**Exercise passage**
Segment Open

This person has to do with WWII, and I had never heard of this name before. He was well known and he didn't die as a result of being a casualty of war. He died in an automobile accident. So with that in mind, here is more on 'Old Blood and Guts'. At the age of his death, he was 60. See if you can figure out who he was.
On this day, General George S. Patton, commander of the U.S. 3rd Army, dies from injuries suffered not in battle but in a freak car accident. He was 60 years old.
Descended from a long line of military men, Patton graduated from the West Point Military Academy in 1909. He represented the United States in the 1912 Olympics-as the first American participant in the pentathlon. He did not win a medal. He went on to serve in the Tank Corps during World War I, an experience that made Patton a dedicated proponent of tank warfare.

Segment Closed

**Provided records**
Segment Open

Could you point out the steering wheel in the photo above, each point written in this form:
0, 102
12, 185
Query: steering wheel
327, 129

Segment Closed

**Task instructions**
**a)** Repeat the part of the passage on George S. Patton that opens with the words containing "On this day, General" and closes with "60 years old.".
**b)** Write the next part of the passage about General George S. Patton, continuing from its last sentence.

**Results for the exercise**
**a)**
On this day, General George S. Patton, commander of the U.S. 3rd Army, dies from injuries suffered not in battle but in a freak car accident. He was 60 years old.

**b)**
During World War II, as commander of the U.S. 7th Army, he captured Palermo, Sicily, in 1943 by just such means. Patton's audacity became evident in 1944, when, during the Battle of the Bulge, he employed an unorthodox strategy that involved a 90-degree pivoting move of his 3rd Army forces, enabling him to speedily relieve the besieged Allied defenders of Bastogne, Belgium.
Along the way, Patton's mouth proved as dangerous to his career as the Germans. When he berated and slapped a hospitalized soldier diagnosed with "shell shock," but whom Patton accused of "malingering," the press turned on him, and pressure was applied to cut him down to size. He might have found himself enjoying early retirement had not General Dwight Eisenhower and General George Marshall intervened on his behalf. After several months of inactivity, he was put back to work.